Render every line of the records below as a Markdown table with the columns Row and Line, where Row holds a running row number and Line holds the line itself. Leave out blank lines.

-------- EXERCISE MATERIALS --------

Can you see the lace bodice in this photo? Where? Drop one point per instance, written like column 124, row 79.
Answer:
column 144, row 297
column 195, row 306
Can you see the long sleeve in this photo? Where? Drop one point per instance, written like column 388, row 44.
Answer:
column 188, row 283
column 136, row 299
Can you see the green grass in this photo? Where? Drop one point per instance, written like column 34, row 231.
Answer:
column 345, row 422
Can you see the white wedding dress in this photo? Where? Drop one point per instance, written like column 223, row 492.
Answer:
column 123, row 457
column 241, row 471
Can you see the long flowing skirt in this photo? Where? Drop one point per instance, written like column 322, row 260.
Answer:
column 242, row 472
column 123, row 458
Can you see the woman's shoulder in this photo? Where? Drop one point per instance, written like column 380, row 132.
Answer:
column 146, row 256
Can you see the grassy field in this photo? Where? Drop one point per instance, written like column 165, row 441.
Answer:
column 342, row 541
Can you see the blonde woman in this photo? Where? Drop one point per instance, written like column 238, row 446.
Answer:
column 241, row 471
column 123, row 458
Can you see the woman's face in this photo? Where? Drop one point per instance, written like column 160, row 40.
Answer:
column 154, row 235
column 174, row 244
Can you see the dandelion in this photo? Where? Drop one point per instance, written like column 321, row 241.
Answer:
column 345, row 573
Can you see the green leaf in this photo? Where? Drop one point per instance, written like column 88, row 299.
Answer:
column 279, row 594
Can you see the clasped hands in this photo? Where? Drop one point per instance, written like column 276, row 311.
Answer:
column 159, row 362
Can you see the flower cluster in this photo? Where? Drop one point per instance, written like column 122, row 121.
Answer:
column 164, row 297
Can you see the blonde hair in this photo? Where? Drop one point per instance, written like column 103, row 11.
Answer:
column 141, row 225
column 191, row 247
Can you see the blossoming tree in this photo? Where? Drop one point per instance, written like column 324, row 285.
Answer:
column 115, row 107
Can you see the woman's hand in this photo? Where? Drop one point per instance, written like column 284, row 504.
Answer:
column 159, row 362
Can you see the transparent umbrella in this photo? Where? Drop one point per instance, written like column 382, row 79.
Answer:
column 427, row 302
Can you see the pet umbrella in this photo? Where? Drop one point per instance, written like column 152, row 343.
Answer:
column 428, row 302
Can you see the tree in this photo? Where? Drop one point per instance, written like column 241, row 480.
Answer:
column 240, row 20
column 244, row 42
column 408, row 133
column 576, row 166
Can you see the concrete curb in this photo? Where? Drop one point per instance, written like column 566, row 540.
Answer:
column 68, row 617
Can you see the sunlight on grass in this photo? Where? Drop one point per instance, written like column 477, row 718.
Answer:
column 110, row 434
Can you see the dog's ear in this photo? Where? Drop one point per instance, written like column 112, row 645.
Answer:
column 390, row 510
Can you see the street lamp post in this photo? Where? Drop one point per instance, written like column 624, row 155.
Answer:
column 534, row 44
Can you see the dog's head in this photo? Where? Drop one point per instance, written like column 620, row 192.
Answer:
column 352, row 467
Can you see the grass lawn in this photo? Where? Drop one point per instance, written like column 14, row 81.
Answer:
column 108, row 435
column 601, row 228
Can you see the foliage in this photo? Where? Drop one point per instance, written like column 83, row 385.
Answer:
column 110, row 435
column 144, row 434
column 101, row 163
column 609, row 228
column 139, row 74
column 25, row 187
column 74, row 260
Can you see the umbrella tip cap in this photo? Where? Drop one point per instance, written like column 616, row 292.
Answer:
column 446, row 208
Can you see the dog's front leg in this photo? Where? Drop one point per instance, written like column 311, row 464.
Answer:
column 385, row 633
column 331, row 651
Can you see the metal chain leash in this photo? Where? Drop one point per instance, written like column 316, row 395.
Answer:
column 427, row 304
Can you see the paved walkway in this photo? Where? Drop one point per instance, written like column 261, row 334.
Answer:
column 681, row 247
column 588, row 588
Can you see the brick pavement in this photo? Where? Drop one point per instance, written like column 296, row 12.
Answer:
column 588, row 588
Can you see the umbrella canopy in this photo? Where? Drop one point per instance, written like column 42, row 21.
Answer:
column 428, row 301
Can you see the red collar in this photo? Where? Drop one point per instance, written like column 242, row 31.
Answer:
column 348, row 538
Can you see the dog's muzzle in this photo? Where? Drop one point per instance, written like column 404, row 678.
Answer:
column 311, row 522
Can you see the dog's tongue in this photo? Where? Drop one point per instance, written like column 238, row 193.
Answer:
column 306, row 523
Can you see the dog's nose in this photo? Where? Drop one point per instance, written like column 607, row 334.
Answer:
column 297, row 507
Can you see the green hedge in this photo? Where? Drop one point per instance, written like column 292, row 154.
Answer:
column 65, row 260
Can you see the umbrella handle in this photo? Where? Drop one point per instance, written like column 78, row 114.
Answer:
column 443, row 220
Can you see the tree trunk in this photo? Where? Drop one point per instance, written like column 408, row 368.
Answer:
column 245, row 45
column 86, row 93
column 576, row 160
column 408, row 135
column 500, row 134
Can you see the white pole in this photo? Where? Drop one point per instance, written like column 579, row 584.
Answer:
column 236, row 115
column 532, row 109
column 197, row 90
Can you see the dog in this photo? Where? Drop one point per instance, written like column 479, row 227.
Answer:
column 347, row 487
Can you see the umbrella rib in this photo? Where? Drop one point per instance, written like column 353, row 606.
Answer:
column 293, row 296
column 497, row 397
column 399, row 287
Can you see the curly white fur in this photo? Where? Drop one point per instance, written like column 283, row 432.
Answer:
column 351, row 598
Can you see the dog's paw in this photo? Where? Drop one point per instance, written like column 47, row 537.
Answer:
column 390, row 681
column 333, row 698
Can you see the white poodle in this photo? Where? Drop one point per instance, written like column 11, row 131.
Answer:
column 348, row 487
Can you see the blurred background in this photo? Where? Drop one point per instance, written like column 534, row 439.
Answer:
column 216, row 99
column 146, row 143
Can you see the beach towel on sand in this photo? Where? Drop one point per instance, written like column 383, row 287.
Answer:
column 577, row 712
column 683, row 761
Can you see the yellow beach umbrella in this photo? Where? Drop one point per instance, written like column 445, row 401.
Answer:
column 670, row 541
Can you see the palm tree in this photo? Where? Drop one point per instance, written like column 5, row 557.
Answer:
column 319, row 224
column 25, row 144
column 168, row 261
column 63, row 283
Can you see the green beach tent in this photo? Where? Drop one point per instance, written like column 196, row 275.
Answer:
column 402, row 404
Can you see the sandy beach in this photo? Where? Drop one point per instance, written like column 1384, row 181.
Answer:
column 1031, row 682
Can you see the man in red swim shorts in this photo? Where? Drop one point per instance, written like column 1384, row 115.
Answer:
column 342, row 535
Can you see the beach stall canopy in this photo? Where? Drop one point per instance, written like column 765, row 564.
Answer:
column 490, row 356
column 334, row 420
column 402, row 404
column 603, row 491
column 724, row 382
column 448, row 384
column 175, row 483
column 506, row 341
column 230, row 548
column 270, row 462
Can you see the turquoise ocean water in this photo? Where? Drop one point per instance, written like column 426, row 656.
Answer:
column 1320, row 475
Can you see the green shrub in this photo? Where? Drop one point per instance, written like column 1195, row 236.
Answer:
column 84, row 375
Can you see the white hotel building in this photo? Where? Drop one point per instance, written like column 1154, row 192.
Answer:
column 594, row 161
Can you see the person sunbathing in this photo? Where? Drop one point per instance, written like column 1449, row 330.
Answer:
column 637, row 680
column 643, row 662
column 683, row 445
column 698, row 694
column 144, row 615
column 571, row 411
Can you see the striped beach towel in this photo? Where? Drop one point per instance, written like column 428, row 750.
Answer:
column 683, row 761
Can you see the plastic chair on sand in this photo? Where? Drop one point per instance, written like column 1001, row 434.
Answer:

--------

:: ANSWER TO THE EXERCISE ::
| Row | Line |
|---|---|
| 1 | Can you see the lace bodice in this photo? Where? Drop one point per instance, written like column 124, row 79. |
| 2 | Answer: |
| 3 | column 144, row 297 |
| 4 | column 195, row 306 |
| 5 | Can you see the long sleeve in this photo? Where? Drop one point per instance, written like column 388, row 44. |
| 6 | Answer: |
| 7 | column 188, row 283 |
| 8 | column 136, row 299 |
| 9 | Can you see the green grass in this photo? Where? Drop one point per instance, written like column 34, row 231. |
| 10 | Answer: |
| 11 | column 345, row 422 |
| 12 | Can you see the white wedding dress in this photo? Where? Drop one point per instance, written like column 223, row 492. |
| 13 | Answer: |
| 14 | column 123, row 457 |
| 15 | column 241, row 471 |
| 16 | Can you see the long flowing skirt in this photo? Where? Drop one point per instance, written like column 322, row 260. |
| 17 | Answer: |
| 18 | column 242, row 472 |
| 19 | column 123, row 458 |
| 20 | Can you see the woman's shoulder in this photo? Where? Drop one point per instance, written like column 380, row 132. |
| 21 | Answer: |
| 22 | column 146, row 256 |
| 23 | Can you see the grassy field in this photo? Where? Drop one point per instance, written like column 165, row 441. |
| 24 | Answer: |
| 25 | column 342, row 541 |
| 26 | Can you see the blonde woman in this photo? Where? Drop one point per instance, written like column 238, row 446. |
| 27 | Answer: |
| 28 | column 241, row 471 |
| 29 | column 123, row 458 |
| 30 | Can you see the woman's face in this photo? Where? Drop one point per instance, written like column 160, row 40. |
| 31 | Answer: |
| 32 | column 154, row 235 |
| 33 | column 174, row 244 |
| 34 | Can you see the dandelion in this photo? Where? Drop one point per instance, written like column 321, row 241. |
| 35 | Answer: |
| 36 | column 345, row 573 |
| 37 | Can you see the green leaf in this photo? Where? Drop one point per instance, written like column 88, row 299. |
| 38 | Answer: |
| 39 | column 279, row 594 |
| 40 | Can you see the clasped hands in this photo? Where? Drop one point per instance, written like column 276, row 311. |
| 41 | Answer: |
| 42 | column 159, row 362 |
| 43 | Can you see the flower cluster in this photo? Where? Drop one point per instance, written like column 122, row 121. |
| 44 | Answer: |
| 45 | column 164, row 297 |
| 46 | Can you see the blonde hair in this photo? Where? Drop one point per instance, written like column 103, row 11. |
| 47 | Answer: |
| 48 | column 141, row 225 |
| 49 | column 191, row 247 |
| 50 | Can you see the blossoming tree in this photo? Where? Drop one point per instance, written like column 324, row 285. |
| 51 | Answer: |
| 52 | column 115, row 107 |
| 53 | Can you see the woman's hand in this photo? Where? Drop one point per instance, written like column 284, row 504. |
| 54 | Answer: |
| 55 | column 159, row 362 |
| 56 | Can you see the transparent umbrella in this photo? Where? Drop one point per instance, written like column 382, row 79. |
| 57 | Answer: |
| 58 | column 427, row 302 |
| 59 | Can you see the pet umbrella in this photo? Where? Drop one point per instance, written like column 152, row 343. |
| 60 | Answer: |
| 61 | column 428, row 302 |
| 62 | Can you see the tree in this photo? Where? Drop one point per instance, written like column 241, row 480. |
| 63 | Answer: |
| 64 | column 240, row 20 |
| 65 | column 244, row 42 |
| 66 | column 408, row 133 |
| 67 | column 576, row 166 |
| 68 | Can you see the concrete curb in this photo? Where? Drop one point per instance, written like column 566, row 540. |
| 69 | Answer: |
| 70 | column 68, row 617 |
| 71 | Can you see the sunlight on grass in this photo? Where? Drop one point per instance, written like column 477, row 718. |
| 72 | Answer: |
| 73 | column 110, row 434 |
| 74 | Can you see the dog's ear in this photo? Where? Drop one point per instance, written like column 112, row 645. |
| 75 | Answer: |
| 76 | column 390, row 510 |
| 77 | Can you see the street lamp post in this photo? Where? Drop one point per instance, written like column 624, row 155. |
| 78 | Answer: |
| 79 | column 534, row 44 |
| 80 | Can you see the dog's head in this photo? Where? Drop one point per instance, written like column 620, row 192. |
| 81 | Answer: |
| 82 | column 352, row 467 |
| 83 | Can you see the grass lawn in this photo? Where? Drop one point per instance, written like column 14, row 81. |
| 84 | Answer: |
| 85 | column 108, row 435 |
| 86 | column 601, row 228 |
| 87 | Can you see the foliage in this photo? Where? Drop one point per instance, written like column 83, row 385. |
| 88 | Answer: |
| 89 | column 110, row 435 |
| 90 | column 144, row 434 |
| 91 | column 101, row 163 |
| 92 | column 609, row 228 |
| 93 | column 139, row 74 |
| 94 | column 25, row 187 |
| 95 | column 74, row 260 |
| 96 | Can you see the umbrella tip cap in this photo? Where? Drop one point per instance, written like column 616, row 292. |
| 97 | Answer: |
| 98 | column 446, row 208 |
| 99 | Can you see the dog's front leg in this photo? Where? Drop one point per instance, written like column 311, row 464. |
| 100 | Answer: |
| 101 | column 385, row 633 |
| 102 | column 331, row 651 |
| 103 | Can you see the metal chain leash in this photo? Where? Drop one point per instance, written like column 316, row 395. |
| 104 | Answer: |
| 105 | column 427, row 304 |
| 106 | Can you see the paved walkway in this photo? Where? Drop one point per instance, written like column 261, row 334. |
| 107 | Answer: |
| 108 | column 681, row 247 |
| 109 | column 588, row 588 |
| 110 | Can you see the brick pavement in this photo? Where? Drop one point per instance, written like column 296, row 12. |
| 111 | Answer: |
| 112 | column 588, row 588 |
| 113 | Can you see the umbrella canopy in this photo? Where? Drop one point per instance, written like column 42, row 21. |
| 114 | Answer: |
| 115 | column 428, row 301 |
| 116 | Can you see the red collar in this photo? Where? Drop one point per instance, written like column 242, row 31. |
| 117 | Answer: |
| 118 | column 348, row 538 |
| 119 | Can you see the dog's muzzle in this photo? Where? Drop one point per instance, written like column 404, row 678. |
| 120 | Answer: |
| 121 | column 311, row 522 |
| 122 | Can you see the dog's tongue in this photo? Where? Drop one point per instance, written like column 238, row 193. |
| 123 | Answer: |
| 124 | column 306, row 523 |
| 125 | Can you see the dog's nose in this photo? Where? Drop one point per instance, written like column 607, row 334. |
| 126 | Answer: |
| 127 | column 297, row 507 |
| 128 | Can you see the green hedge in this photo? Where? Drop one point per instance, written like column 292, row 154. |
| 129 | Answer: |
| 130 | column 65, row 260 |
| 131 | Can you see the umbrella handle in this photo? Where? Drop one point per instance, written like column 78, row 114. |
| 132 | Answer: |
| 133 | column 443, row 220 |
| 134 | Can you see the tree trunk in this photo? Where? Drop one point per instance, written like column 408, row 368. |
| 135 | Answer: |
| 136 | column 245, row 45 |
| 137 | column 86, row 93 |
| 138 | column 576, row 160 |
| 139 | column 408, row 135 |
| 140 | column 500, row 134 |
| 141 | Can you see the white pole in this photo? Where? Drop one point per instance, written like column 579, row 584. |
| 142 | Answer: |
| 143 | column 236, row 115 |
| 144 | column 532, row 109 |
| 145 | column 197, row 90 |
| 146 | Can you see the dog in this photo? Where? Drop one point per instance, written like column 479, row 227. |
| 147 | Answer: |
| 148 | column 347, row 487 |
| 149 | Can you see the umbrella rib in this photo? Where? Drop one point per instance, written like column 353, row 606. |
| 150 | Answer: |
| 151 | column 293, row 296 |
| 152 | column 497, row 397 |
| 153 | column 399, row 287 |
| 154 | Can you see the curly white fur in this photo? Where? Drop one point per instance, written like column 283, row 432. |
| 155 | Answer: |
| 156 | column 351, row 598 |
| 157 | Can you see the dog's paw in this photo? Where? Drop one point per instance, written like column 47, row 537. |
| 158 | Answer: |
| 159 | column 390, row 681 |
| 160 | column 333, row 698 |
| 161 | Can you see the white poodle in this photo? Where? Drop one point per instance, written like column 11, row 131. |
| 162 | Answer: |
| 163 | column 348, row 487 |
| 164 | Can you see the blurred background in this photo? Where? Drop one point per instance, written like column 534, row 439. |
| 165 | Answer: |
| 166 | column 216, row 99 |
| 167 | column 146, row 143 |
| 168 | Can you see the beach towel on sand in this photo? Where? Drop one point per instance, written like column 383, row 287. |
| 169 | Answer: |
| 170 | column 577, row 712 |
| 171 | column 683, row 761 |
| 172 | Can you see the yellow beach umbrella in this photo? Where? Drop one point per instance, written like column 445, row 401. |
| 173 | Answer: |
| 174 | column 670, row 541 |
| 175 | Can you see the palm tree in this photo? Where? Drop one point per instance, written like column 5, row 557. |
| 176 | Answer: |
| 177 | column 319, row 224 |
| 178 | column 25, row 144 |
| 179 | column 168, row 261 |
| 180 | column 63, row 283 |
| 181 | Can you see the green beach tent in this photo? Where? Drop one point per instance, written like column 196, row 275. |
| 182 | Answer: |
| 183 | column 402, row 404 |
| 184 | Can you see the sandy beach in this photo? Where? Drop one point per instance, written like column 1384, row 181. |
| 185 | Answer: |
| 186 | column 1031, row 682 |
| 187 | Can you see the man in red swim shorts in this photo? Where? Drop one point per instance, written like column 1384, row 115. |
| 188 | Answer: |
| 189 | column 342, row 535 |
| 190 | Can you see the beach stall canopy in this photo? Where? Drop one point per instance, written like column 765, row 564. |
| 191 | Answer: |
| 192 | column 490, row 356 |
| 193 | column 334, row 420 |
| 194 | column 402, row 404 |
| 195 | column 603, row 491 |
| 196 | column 724, row 382 |
| 197 | column 448, row 384 |
| 198 | column 175, row 483 |
| 199 | column 506, row 341 |
| 200 | column 230, row 548 |
| 201 | column 270, row 462 |
| 202 | Can you see the turquoise ocean water in this photo? Where? Drop one point per instance, written like column 426, row 656. |
| 203 | Answer: |
| 204 | column 1320, row 475 |
| 205 | Can you see the green shrub in this photo? Where? Drop one point per instance, written like column 1195, row 236. |
| 206 | Answer: |
| 207 | column 84, row 375 |
| 208 | Can you see the white hotel building in this photo? Where? Drop one point per instance, written like column 1154, row 192. |
| 209 | Answer: |
| 210 | column 594, row 161 |
| 211 | Can you see the person sunbathing in this photo? Where? Drop one point per instance, written like column 1449, row 330. |
| 212 | Answer: |
| 213 | column 637, row 680 |
| 214 | column 643, row 662 |
| 215 | column 683, row 445 |
| 216 | column 698, row 694 |
| 217 | column 144, row 615 |
| 218 | column 571, row 411 |
| 219 | Can you see the striped beach towel in this photo? Where? Drop one point per instance, written like column 428, row 750. |
| 220 | Answer: |
| 221 | column 683, row 761 |
| 222 | Can you see the plastic chair on sand in this photo? Where? Drop one point per instance, written like column 1001, row 434. |
| 223 | Answer: |